SUPPLIED RECORDS

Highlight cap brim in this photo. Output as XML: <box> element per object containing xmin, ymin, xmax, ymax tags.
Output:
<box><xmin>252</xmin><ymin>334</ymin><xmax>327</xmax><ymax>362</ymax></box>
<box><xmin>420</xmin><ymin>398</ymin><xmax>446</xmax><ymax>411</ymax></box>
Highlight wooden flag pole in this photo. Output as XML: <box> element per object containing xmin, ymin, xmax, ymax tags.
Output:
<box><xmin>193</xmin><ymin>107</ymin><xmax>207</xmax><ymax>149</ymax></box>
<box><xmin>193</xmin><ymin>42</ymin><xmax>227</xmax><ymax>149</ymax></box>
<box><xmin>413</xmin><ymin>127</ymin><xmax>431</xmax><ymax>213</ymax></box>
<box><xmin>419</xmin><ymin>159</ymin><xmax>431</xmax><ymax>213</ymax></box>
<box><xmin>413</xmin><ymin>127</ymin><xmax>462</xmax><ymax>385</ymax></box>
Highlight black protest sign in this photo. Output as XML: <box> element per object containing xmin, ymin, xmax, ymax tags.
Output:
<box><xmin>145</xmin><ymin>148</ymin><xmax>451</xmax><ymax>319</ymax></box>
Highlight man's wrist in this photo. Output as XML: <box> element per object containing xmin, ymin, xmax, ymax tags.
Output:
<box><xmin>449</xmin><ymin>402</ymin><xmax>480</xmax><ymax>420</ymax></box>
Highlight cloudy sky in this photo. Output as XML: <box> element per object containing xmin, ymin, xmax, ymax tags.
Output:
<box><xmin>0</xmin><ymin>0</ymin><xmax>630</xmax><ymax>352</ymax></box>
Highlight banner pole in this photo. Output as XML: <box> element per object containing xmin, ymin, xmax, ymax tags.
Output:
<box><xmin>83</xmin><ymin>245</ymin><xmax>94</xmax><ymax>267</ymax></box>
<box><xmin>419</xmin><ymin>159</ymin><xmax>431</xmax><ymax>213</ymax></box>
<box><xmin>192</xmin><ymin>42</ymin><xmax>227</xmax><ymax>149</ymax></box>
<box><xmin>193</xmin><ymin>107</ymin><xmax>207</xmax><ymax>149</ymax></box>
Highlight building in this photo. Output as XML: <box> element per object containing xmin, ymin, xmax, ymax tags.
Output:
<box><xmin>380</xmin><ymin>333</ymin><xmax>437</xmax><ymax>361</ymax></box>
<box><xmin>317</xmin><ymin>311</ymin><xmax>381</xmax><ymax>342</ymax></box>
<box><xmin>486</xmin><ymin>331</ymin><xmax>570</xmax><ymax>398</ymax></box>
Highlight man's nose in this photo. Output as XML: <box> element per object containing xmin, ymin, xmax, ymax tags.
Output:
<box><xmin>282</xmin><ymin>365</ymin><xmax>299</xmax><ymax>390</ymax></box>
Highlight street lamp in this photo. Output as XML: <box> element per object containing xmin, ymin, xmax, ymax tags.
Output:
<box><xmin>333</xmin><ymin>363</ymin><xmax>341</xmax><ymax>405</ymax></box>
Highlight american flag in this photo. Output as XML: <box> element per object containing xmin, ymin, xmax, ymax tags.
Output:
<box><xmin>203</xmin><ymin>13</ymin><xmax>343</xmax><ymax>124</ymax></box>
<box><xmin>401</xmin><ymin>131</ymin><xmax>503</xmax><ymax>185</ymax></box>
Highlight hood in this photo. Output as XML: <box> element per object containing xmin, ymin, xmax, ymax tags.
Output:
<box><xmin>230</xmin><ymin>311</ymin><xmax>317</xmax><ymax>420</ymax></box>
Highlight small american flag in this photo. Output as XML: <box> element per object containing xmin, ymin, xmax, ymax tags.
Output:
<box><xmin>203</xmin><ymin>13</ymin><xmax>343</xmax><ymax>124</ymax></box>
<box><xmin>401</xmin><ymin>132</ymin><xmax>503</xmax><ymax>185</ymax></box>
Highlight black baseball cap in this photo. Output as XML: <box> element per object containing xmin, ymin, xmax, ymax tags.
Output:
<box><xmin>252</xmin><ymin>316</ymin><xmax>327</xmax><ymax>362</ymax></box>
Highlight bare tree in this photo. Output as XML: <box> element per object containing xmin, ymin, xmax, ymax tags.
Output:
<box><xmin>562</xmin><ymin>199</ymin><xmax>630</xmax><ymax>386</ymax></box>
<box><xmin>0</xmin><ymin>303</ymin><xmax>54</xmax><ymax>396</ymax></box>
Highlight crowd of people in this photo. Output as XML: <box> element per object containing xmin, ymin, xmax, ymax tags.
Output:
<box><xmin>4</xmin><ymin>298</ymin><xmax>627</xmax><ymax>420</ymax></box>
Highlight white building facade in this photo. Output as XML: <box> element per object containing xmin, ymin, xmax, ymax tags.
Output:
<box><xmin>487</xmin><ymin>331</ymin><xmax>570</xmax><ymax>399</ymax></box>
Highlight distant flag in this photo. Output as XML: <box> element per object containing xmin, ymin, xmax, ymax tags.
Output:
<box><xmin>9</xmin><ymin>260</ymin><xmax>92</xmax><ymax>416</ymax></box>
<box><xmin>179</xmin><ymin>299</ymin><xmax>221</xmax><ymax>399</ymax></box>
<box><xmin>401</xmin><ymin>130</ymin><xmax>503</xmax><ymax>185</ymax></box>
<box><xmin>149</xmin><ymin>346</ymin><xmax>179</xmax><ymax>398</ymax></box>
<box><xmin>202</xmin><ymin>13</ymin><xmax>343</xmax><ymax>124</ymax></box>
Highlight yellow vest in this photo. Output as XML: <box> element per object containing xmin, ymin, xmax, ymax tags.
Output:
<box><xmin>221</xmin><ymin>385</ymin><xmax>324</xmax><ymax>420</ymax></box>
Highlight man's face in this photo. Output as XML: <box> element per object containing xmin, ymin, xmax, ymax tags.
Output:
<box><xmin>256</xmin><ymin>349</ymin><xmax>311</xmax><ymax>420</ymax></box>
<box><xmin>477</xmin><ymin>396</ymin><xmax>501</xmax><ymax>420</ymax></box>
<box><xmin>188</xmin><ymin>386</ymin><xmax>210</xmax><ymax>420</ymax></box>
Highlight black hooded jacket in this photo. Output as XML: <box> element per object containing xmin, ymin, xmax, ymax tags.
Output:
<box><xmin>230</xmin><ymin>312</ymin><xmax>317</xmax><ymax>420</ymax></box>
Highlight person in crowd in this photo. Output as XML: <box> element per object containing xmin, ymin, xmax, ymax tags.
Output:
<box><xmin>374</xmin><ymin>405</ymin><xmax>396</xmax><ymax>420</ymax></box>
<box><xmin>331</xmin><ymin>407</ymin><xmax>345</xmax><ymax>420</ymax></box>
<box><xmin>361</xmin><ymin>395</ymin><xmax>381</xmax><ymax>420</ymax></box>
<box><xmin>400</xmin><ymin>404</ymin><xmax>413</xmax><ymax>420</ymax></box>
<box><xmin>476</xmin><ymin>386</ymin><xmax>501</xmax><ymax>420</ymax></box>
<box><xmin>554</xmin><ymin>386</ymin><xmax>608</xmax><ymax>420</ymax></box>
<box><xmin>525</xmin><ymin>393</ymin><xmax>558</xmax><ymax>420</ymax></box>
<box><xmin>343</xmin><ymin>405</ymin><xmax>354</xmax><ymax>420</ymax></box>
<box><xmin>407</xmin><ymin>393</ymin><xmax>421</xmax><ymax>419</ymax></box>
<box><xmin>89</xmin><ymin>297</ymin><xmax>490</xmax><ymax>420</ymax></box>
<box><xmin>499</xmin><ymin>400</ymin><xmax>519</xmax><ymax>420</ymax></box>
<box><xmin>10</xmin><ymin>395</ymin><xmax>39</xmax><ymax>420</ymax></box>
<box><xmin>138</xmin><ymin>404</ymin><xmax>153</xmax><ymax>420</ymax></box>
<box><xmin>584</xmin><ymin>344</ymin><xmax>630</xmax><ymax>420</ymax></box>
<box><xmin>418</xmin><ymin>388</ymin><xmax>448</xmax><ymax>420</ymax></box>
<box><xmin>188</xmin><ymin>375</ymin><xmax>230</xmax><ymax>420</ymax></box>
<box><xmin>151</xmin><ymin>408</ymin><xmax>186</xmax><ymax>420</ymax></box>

WRITTEN EXERCISE
Identify every line in the rows above that contains the string "american", and copy each such line in full. Case counts.

FINAL ANSWER
Highlight american flag in this photo. Output as XML: <box> element per object containing xmin, ymin, xmax, ymax tags.
Highlight small american flag in this photo. Output as XML: <box> element per object containing xmin, ymin, xmax, ymax tags.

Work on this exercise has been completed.